Alors que les ventes de pesticides augmentaient de 23% en 2020, selon les chiffres du ministère de l’Agriculture et de l’Écologie, ces deux mêmes ministères ont accordé cette même année une tout autant irresponsable réautorisation des néonicotinoïdes pour l’enrobage des semences des betteraves sucrières, enclenchant une véritable marche-arrière en matière de protection des pollinisateurs. Cette décision bafoue les 20 années de
combat mené par les apiculteurs, d’études scientifiques, ainsi que le rejet de cette dangereuse famille de pesticides neurotoxiques témoigné par la majorité des citoyens. Une situation qui avait amené le précédent gouvernement à les interdire en 2018, plaçant la France comme le pays précurseur de la protection des pollinisateurs et amenant l’Union européenne à adopter l’interdiction de trois autres substances de la même famille.

Extrait des données:
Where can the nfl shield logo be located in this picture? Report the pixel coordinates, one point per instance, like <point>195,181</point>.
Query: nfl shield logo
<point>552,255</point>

Consignes:
**A)** Récrivez plus brièvement le paragraphe du texte sur les néonicotinoïdes qui commence par « Alors que les ventes », en gardant ses faits principaux.
**B)** Recopiez, s'il vous plaît, le passage du texte sur les néonicotinoïdes qui commence par « Alors que les » et se poursuit jusqu'à « la même famille. ».
Les lignes proviennent d'une autre source.

Réponses:
**A)** En 2020, alors que les ventes de pesticides augmentaient de 23 % selon le ministère de l'Agriculture et de l'Écologie, ces deux ministères ont réautorisé les néonicotinoïdes pour l'enrobage des semences de betteraves sucrières. Ce fut un recul pour la protection des pollinisateurs. La décision va à l'encontre de 20 ans de combat des apiculteurs, des études scientifiques et du rejet de ces pesticides neurotoxiques par la majorité des citoyens. Le gouvernement précédent les avait interdits en 2018. La France était ainsi devenue précurseur de la protection des pollinisateurs, et l'Union européenne avait interdit trois autres substances de la même famille.

**B)**
Alors que les ventes de pesticides augmentaient de 23% en 2020, selon les chiffres du ministère de l’Agriculture et de l’Écologie, ces deux mêmes ministères ont accordé cette même année une tout autant irresponsable réautorisation des néonicotinoïdes pour l’enrobage des semences des betteraves sucrières, enclenchant une véritable marche-arrière en matière de protection des pollinisateurs. Cette décision bafoue les 20 années de
combat mené par les apiculteurs, d’études scientifiques, ainsi que le rejet de cette dangereuse famille de pesticides neurotoxiques témoigné par la majorité des citoyens. Une situation qui avait amené le précédent gouvernement à les interdire en 2018, plaçant la France comme le pays précurseur de la protection des pollinisateurs et amenant l’Union européenne à adopter l’interdiction de trois autres substances de la même famille.